Copy out the blog post about a hard year word for word.

+++ Selected text +++

Life

The Dark Nights

December is here, and I must admit that I have never before looked so forward to saying goodbye to a year. 2018 has been brutal. I will be happy to see it go.

2018 has been marked by grief, loss, disaster, and the lesson that sometimes things simply don’t go the way we hope. It has been the hardest year of my life, and I can feel that it has changed me deeply in ways I can’t even begin to put words to.

I’m writing this while sitting on the floor in a bare, unfurnished rent house. This certainly wasn’t in my plans for the year. When I last posted, our house in Ohio was under contract to sell, due to close any day, and we were picking out the finishes for our dream farmhouse here in Arkansas.

But as I said, things don’t always go the way we plan. Our buyer’s financing fell through and we had to let go of the beautiful farmhouse here. After bouncing around from the RV to my parents’ house to AirBNBs, we finally located a short term rental that will give us some time to figure out our next step.

Unfortunately, we still don’t have our furniture or household goods, because the agency that handled our move lost our belongings.

Twice.

See what I mean about a year marked by disaster?

The most difficult loss of all though came on December 1, when we had to say goodbye to our beloved German Shepherd. In November he was diagnosed with Degenerative Myelopathy, a disease he most certainly had been struggling with for several months. The early stages went unnoticed due to a misdiagnosis in Ohio. He was already having mid-stage symptoms when he was finally properly diagnosed, and he progressed to late state very quickly. Watching him deteriorate was heartbreaking.

+++ Exercise data +++

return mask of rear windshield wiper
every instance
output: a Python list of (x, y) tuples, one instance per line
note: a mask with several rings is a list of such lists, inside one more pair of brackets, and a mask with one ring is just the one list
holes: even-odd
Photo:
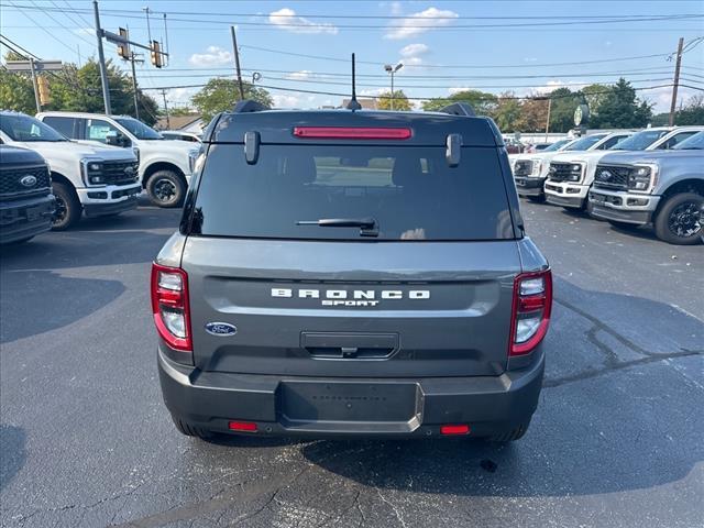
[(360, 228), (362, 237), (378, 237), (378, 222), (373, 218), (321, 218), (298, 220), (296, 226), (318, 226), (319, 228)]

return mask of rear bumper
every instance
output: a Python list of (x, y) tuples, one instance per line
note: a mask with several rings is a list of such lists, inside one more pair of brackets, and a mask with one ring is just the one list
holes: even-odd
[(525, 176), (514, 177), (516, 190), (520, 196), (542, 196), (546, 178), (529, 178)]
[[(432, 378), (314, 378), (201, 372), (158, 352), (168, 410), (204, 429), (229, 432), (230, 420), (257, 425), (256, 435), (408, 437), (440, 435), (466, 424), (470, 436), (509, 431), (532, 416), (544, 358), (501, 376)], [(328, 417), (330, 419), (319, 419)], [(345, 418), (351, 417), (351, 418)]]
[(52, 229), (53, 195), (0, 202), (0, 243), (29, 239)]

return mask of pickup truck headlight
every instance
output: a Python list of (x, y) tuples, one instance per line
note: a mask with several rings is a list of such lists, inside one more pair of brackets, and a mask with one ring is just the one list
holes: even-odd
[(530, 167), (530, 176), (532, 177), (538, 177), (540, 176), (540, 172), (542, 170), (542, 161), (541, 160), (534, 160), (532, 161), (532, 166)]
[(649, 193), (656, 185), (657, 165), (635, 165), (628, 173), (628, 190)]

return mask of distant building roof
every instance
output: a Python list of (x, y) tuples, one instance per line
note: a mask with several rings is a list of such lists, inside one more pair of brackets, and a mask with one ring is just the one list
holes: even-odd
[[(350, 99), (342, 99), (342, 108), (346, 108), (349, 102), (350, 102)], [(378, 105), (376, 105), (376, 99), (361, 97), (356, 100), (356, 102), (362, 105), (362, 108), (364, 108), (365, 110), (378, 110)]]
[(200, 116), (197, 113), (189, 113), (188, 116), (170, 116), (168, 118), (168, 125), (166, 124), (166, 118), (158, 118), (154, 128), (156, 130), (180, 130), (198, 120), (200, 120)]

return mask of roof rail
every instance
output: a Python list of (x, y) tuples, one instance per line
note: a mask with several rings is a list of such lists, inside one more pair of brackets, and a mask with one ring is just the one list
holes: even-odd
[(453, 102), (452, 105), (441, 108), (440, 112), (450, 113), (452, 116), (465, 116), (468, 118), (476, 116), (476, 113), (474, 113), (474, 109), (469, 102)]
[(242, 99), (234, 105), (234, 109), (232, 111), (234, 113), (245, 113), (262, 112), (264, 110), (270, 110), (270, 108), (252, 99)]

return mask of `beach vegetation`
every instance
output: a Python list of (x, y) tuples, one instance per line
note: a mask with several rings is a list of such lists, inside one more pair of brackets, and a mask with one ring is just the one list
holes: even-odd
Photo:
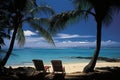
[[(9, 48), (4, 58), (0, 61), (0, 67), (4, 67), (6, 65), (13, 50), (15, 39), (18, 40), (18, 45), (20, 47), (24, 45), (24, 23), (28, 23), (30, 27), (43, 36), (49, 43), (54, 44), (51, 34), (49, 34), (46, 27), (43, 27), (43, 25), (49, 24), (47, 17), (42, 18), (40, 16), (36, 16), (41, 13), (49, 15), (54, 14), (51, 7), (47, 5), (39, 5), (36, 0), (1, 0), (0, 4), (1, 12), (3, 12), (5, 16), (3, 19), (5, 20), (3, 21), (5, 25), (1, 28), (3, 29), (7, 27), (9, 32), (12, 31), (12, 34), (9, 34), (11, 35)], [(2, 42), (2, 44), (4, 44), (4, 42)]]
[(112, 22), (113, 14), (120, 10), (120, 0), (73, 0), (75, 9), (54, 15), (51, 18), (50, 31), (57, 33), (65, 29), (66, 25), (78, 21), (78, 19), (87, 20), (92, 15), (96, 22), (96, 48), (93, 57), (83, 72), (92, 72), (96, 65), (100, 48), (102, 25), (108, 26)]

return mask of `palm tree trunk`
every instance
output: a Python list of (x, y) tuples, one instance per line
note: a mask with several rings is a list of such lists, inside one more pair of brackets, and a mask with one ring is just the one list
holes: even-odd
[(99, 56), (99, 52), (100, 52), (100, 47), (101, 47), (101, 32), (102, 32), (102, 21), (98, 21), (97, 22), (97, 41), (96, 41), (96, 49), (94, 52), (94, 55), (91, 59), (91, 61), (89, 62), (89, 64), (87, 66), (84, 67), (83, 72), (93, 72), (94, 71), (94, 67), (96, 65), (98, 56)]
[(3, 60), (0, 63), (0, 67), (4, 67), (5, 66), (5, 64), (7, 63), (8, 59), (9, 59), (11, 53), (12, 53), (14, 42), (15, 42), (15, 37), (16, 37), (16, 34), (17, 34), (17, 30), (18, 30), (18, 27), (15, 26), (9, 49), (8, 49), (5, 57), (3, 58)]

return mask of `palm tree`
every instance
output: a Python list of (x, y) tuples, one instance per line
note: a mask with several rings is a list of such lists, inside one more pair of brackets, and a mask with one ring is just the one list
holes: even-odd
[(41, 12), (53, 14), (54, 12), (49, 6), (38, 6), (36, 0), (3, 0), (3, 4), (4, 7), (2, 7), (2, 9), (5, 10), (5, 15), (8, 15), (8, 28), (9, 30), (13, 30), (13, 34), (9, 49), (3, 60), (0, 62), (1, 67), (5, 66), (11, 55), (16, 36), (20, 46), (25, 43), (25, 36), (22, 29), (24, 22), (30, 23), (33, 29), (37, 30), (48, 42), (54, 44), (49, 32), (45, 27), (42, 27), (42, 24), (48, 24), (48, 19), (35, 16)]
[(63, 12), (51, 18), (50, 31), (56, 33), (58, 30), (64, 29), (69, 21), (78, 17), (86, 19), (89, 14), (92, 15), (97, 23), (96, 49), (91, 61), (83, 70), (83, 72), (92, 72), (101, 47), (102, 24), (108, 25), (112, 21), (112, 15), (120, 9), (120, 0), (73, 0), (73, 2), (76, 6), (75, 10)]

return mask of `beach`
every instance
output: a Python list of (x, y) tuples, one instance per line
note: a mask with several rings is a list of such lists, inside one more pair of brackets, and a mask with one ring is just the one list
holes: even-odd
[[(87, 62), (84, 63), (66, 63), (62, 64), (63, 67), (65, 68), (66, 73), (75, 73), (75, 72), (82, 72), (83, 68), (87, 65)], [(52, 65), (44, 65), (44, 66), (50, 66), (49, 70), (50, 72), (53, 71)], [(7, 66), (9, 67), (9, 66)], [(21, 66), (11, 66), (12, 68), (18, 68), (18, 67), (33, 67), (35, 68), (34, 64), (33, 65), (21, 65)], [(95, 68), (102, 68), (102, 67), (120, 67), (120, 62), (105, 62), (105, 61), (99, 61), (96, 63)]]

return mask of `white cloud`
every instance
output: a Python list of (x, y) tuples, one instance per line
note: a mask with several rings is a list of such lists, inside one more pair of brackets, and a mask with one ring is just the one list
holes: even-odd
[(95, 36), (80, 36), (78, 34), (73, 34), (73, 35), (70, 35), (70, 34), (63, 34), (63, 33), (59, 33), (57, 34), (57, 38), (90, 38), (90, 37), (95, 37)]
[(26, 30), (26, 31), (24, 31), (24, 35), (25, 36), (32, 36), (32, 35), (37, 35), (37, 34), (32, 32), (32, 31), (30, 31), (30, 30)]

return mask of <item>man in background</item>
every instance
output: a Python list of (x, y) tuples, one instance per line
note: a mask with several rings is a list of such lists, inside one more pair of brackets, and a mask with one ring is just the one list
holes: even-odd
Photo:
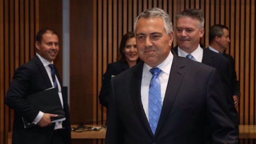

+++

▸ **Result for this exercise**:
Life

The Dark Nights

December is here, and I must admit that I have never before looked so forward to saying goodbye to a year. 2018 has been brutal. I will be happy to see it go.

2018 has been marked by grief, loss, disaster, and the lesson that sometimes things simply don’t go the way we hope. It has been the hardest year of my life, and I can feel that it has changed me deeply in ways I can’t even begin to put words to.

I’m writing this while sitting on the floor in a bare, unfurnished rent house. This certainly wasn’t in my plans for the year. When I last posted, our house in Ohio was under contract to sell, due to close any day, and we were picking out the finishes for our dream farmhouse here in Arkansas.

But as I said, things don’t always go the way we plan. Our buyer’s financing fell through and we had to let go of the beautiful farmhouse here. After bouncing around from the RV to my parents’ house to AirBNBs, we finally located a short term rental that will give us some time to figure out our next step.

Unfortunately, we still don’t have our furniture or household goods, because the agency that handled our move lost our belongings.

Twice.

See what I mean about a year marked by disaster?

The most difficult loss of all though came on December 1, when we had to say goodbye to our beloved German Shepherd. In November he was diagnosed with Degenerative Myelopathy, a disease he most certainly had been struggling with for several months. The early stages went unnoticed due to a misdiagnosis in Ohio. He was already having mid-stage symptoms when he was finally properly diagnosed, and he progressed to late state very quickly. Watching him deteriorate was heartbreaking.